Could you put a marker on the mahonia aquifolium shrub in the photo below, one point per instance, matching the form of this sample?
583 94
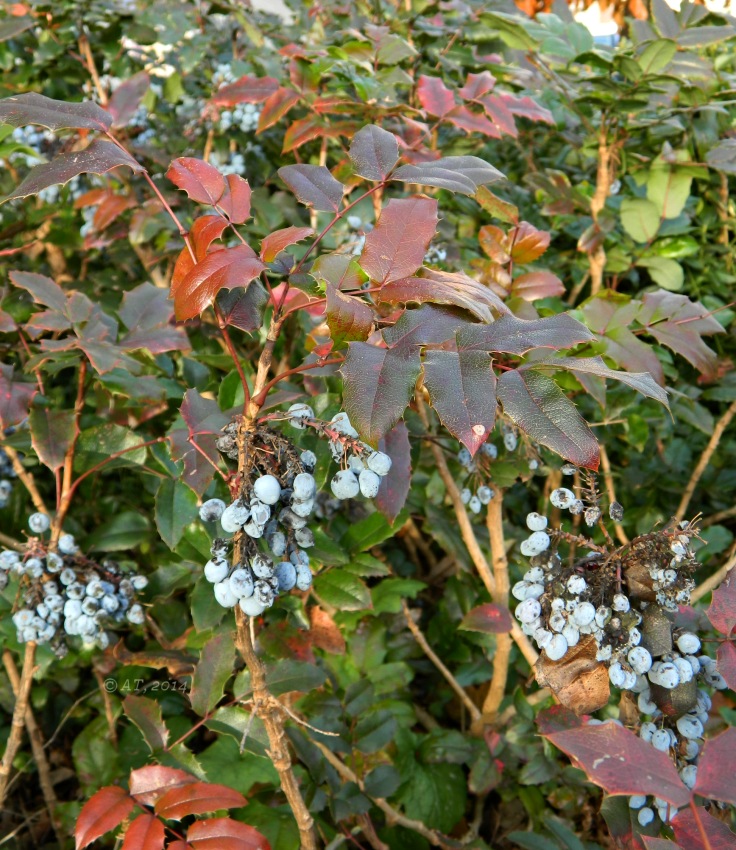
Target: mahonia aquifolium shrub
65 594
277 497
624 601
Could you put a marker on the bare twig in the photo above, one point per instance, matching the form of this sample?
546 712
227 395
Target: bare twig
435 659
708 451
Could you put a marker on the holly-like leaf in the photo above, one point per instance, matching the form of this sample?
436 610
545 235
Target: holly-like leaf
15 397
225 269
145 833
197 798
462 389
462 174
540 408
275 242
97 158
489 619
394 488
379 383
314 186
33 108
621 763
52 432
104 811
435 97
397 244
149 783
225 834
373 152
214 668
348 318
517 336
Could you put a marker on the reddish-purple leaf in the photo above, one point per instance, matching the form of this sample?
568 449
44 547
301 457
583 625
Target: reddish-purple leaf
395 486
246 90
373 152
145 833
33 108
104 811
716 778
314 186
275 242
197 798
52 432
348 318
517 336
397 244
15 397
540 408
149 783
621 763
225 834
439 287
226 269
462 389
722 609
127 97
378 384
97 158
457 173
535 285
489 618
434 96
689 837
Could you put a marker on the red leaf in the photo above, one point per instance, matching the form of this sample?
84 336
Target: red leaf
145 833
15 398
225 834
246 90
197 798
489 618
722 609
104 811
395 486
621 763
434 96
226 269
396 246
688 834
148 783
275 242
716 779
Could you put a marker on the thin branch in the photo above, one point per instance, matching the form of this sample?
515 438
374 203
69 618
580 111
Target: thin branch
708 451
435 659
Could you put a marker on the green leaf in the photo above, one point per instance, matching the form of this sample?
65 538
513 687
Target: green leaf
176 507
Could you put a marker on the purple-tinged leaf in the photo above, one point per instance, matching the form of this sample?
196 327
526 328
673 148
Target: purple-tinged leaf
395 486
540 408
517 336
313 186
722 609
490 619
33 108
462 389
15 398
462 174
716 778
378 384
621 763
373 152
397 244
348 318
438 287
98 158
52 432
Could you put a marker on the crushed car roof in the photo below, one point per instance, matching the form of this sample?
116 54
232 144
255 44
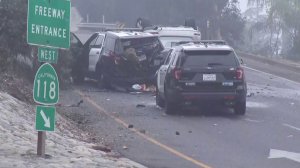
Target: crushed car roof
202 46
126 34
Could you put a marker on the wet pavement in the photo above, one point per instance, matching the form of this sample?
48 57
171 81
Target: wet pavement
135 127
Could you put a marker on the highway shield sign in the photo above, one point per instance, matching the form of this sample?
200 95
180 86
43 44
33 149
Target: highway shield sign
46 85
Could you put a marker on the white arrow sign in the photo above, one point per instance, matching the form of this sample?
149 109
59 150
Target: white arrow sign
46 120
276 154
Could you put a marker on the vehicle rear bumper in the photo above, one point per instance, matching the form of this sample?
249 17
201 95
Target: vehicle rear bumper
227 98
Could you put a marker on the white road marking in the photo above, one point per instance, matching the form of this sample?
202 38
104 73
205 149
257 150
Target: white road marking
276 154
292 127
271 74
256 105
254 121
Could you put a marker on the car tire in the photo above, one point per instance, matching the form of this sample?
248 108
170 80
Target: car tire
170 107
103 80
159 100
240 108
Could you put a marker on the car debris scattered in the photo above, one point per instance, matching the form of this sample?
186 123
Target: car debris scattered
130 126
140 106
143 131
72 105
102 148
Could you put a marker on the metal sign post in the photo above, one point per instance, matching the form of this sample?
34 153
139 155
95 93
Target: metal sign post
48 25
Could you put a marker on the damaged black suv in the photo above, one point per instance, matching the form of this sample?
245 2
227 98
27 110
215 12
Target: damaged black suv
128 58
201 73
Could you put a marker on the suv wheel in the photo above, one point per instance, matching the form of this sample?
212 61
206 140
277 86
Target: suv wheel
78 76
159 100
170 107
240 108
103 81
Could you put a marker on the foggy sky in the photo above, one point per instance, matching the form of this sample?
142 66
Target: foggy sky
243 5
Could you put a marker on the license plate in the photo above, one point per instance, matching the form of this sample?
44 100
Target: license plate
209 77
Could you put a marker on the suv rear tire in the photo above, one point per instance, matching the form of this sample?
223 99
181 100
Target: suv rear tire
240 108
103 80
159 100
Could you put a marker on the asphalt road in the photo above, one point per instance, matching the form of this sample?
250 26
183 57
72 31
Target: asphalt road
197 137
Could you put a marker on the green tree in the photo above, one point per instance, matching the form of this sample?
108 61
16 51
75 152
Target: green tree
285 14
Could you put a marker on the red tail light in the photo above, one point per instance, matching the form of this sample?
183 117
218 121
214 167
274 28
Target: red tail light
239 73
177 73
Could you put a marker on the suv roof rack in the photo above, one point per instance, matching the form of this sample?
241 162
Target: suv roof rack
123 29
205 42
216 42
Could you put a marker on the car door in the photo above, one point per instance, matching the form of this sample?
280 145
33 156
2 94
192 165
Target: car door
162 72
95 50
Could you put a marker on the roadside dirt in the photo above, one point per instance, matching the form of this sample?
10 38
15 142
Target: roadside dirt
17 86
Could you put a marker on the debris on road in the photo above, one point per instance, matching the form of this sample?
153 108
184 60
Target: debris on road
102 148
140 106
135 93
137 87
71 105
130 126
250 94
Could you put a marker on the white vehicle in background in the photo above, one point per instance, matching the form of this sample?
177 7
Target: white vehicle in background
170 36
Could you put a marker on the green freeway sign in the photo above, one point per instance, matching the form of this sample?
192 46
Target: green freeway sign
48 23
49 55
45 118
46 85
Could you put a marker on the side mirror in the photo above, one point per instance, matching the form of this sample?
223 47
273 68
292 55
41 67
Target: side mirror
242 61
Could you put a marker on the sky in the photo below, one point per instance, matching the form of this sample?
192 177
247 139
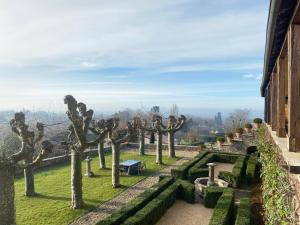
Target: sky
205 56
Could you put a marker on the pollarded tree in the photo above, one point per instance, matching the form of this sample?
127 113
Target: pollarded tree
100 128
174 125
116 138
80 121
29 142
141 125
159 129
8 166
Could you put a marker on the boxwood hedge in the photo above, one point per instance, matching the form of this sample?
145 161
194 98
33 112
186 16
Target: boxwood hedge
182 171
243 216
137 203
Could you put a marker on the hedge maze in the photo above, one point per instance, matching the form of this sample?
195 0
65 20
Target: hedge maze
149 207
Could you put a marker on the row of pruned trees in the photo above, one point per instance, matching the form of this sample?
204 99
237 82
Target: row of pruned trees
81 123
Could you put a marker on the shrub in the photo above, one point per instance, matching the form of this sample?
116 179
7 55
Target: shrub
239 130
230 135
186 191
223 211
276 188
137 203
251 171
152 212
257 120
182 171
236 176
221 139
212 195
243 216
227 176
248 125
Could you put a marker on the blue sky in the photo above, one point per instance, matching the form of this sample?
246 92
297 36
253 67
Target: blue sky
205 56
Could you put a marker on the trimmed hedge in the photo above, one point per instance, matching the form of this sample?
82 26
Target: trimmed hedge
251 171
182 171
137 203
186 191
212 195
200 168
236 177
223 211
243 216
153 211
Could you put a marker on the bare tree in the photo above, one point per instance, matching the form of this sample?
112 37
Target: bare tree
100 128
80 121
174 125
30 142
116 138
159 129
174 110
8 166
141 125
237 118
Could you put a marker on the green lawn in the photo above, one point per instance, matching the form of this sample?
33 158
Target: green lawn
51 205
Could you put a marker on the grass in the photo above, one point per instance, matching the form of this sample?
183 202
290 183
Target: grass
52 204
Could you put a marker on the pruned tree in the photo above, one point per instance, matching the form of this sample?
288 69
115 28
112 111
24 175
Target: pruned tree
8 166
116 138
100 128
80 119
29 142
174 125
141 126
159 129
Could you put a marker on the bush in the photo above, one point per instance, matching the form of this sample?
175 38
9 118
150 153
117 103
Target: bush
257 120
248 125
239 130
251 171
212 195
186 191
223 211
227 176
221 139
152 212
236 176
243 216
137 203
182 171
230 135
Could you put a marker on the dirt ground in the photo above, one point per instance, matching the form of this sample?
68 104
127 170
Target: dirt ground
182 213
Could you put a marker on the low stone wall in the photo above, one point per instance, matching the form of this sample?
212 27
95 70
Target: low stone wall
152 147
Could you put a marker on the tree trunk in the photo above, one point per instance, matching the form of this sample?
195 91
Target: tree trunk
159 148
171 145
142 144
7 197
28 175
101 155
29 182
76 180
115 165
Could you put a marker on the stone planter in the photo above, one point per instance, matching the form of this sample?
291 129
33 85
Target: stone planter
248 130
229 140
257 125
238 135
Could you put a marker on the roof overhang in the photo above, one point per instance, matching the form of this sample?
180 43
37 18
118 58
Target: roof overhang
280 15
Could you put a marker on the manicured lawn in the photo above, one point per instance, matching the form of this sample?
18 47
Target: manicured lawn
51 206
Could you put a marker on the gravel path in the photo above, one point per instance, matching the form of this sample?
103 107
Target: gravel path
111 206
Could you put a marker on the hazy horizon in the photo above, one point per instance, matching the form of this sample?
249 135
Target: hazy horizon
205 57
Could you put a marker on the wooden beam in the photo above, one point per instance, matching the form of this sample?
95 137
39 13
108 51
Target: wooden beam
274 101
281 75
294 88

→ Task description: Each line in the data that holds the word "below" must be copied.

→ Task solution:
Could you put a marker on the mahonia aquifolium shrub in the photo below, one point per instance, matching the form of this sample?
Could you put a marker on the crushed car roof in the photo below, one point per instance, matching the form of this sample?
Could you put a marker on the sky in the photo below, one point per instance, matching the form of this sample?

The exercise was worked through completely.